> **What the exercise asks**
From the records below, copy out exactly the lines from the one containing "positive clicks: (752, 421)" to the one containing "box: [600, 365, 767, 430]", both included. Add nothing else.

> **Data to process**

────────────────────

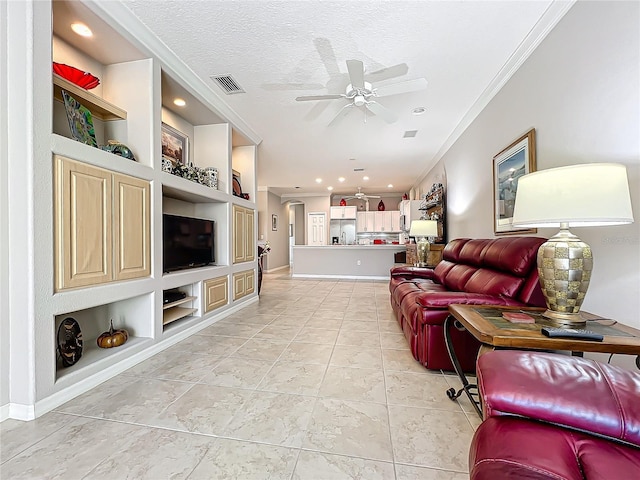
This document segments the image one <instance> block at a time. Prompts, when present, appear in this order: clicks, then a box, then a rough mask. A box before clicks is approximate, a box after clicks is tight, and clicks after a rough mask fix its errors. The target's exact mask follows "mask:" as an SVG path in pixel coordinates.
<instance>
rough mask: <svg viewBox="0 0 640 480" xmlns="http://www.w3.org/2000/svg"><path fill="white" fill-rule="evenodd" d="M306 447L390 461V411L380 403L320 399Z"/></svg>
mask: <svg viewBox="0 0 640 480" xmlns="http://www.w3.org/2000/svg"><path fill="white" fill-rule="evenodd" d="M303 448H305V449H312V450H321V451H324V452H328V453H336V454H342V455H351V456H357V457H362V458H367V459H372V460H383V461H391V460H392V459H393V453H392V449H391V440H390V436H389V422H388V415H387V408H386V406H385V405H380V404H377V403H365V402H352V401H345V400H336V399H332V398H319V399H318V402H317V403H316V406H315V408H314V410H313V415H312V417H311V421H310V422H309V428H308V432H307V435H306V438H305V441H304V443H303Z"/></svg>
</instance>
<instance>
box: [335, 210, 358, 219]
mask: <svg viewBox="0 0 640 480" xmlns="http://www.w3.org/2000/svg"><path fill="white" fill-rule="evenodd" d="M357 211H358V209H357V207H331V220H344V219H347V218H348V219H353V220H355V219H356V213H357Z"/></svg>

────────────────────

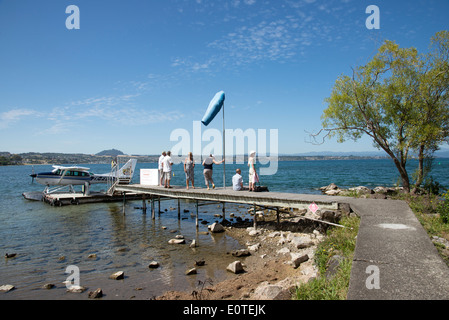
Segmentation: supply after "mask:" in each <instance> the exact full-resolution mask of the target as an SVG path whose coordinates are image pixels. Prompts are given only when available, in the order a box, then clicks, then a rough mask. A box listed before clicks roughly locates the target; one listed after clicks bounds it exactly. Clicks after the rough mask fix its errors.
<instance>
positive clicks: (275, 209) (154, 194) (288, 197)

────────────────────

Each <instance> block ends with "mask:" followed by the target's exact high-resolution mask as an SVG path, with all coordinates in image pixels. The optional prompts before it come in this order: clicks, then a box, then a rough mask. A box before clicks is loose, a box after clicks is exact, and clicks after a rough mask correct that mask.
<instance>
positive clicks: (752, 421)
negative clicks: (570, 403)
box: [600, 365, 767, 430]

────────────────────

> **Response area**
positive clicks: (752, 421)
negative clicks: (570, 403)
box: [600, 365, 767, 430]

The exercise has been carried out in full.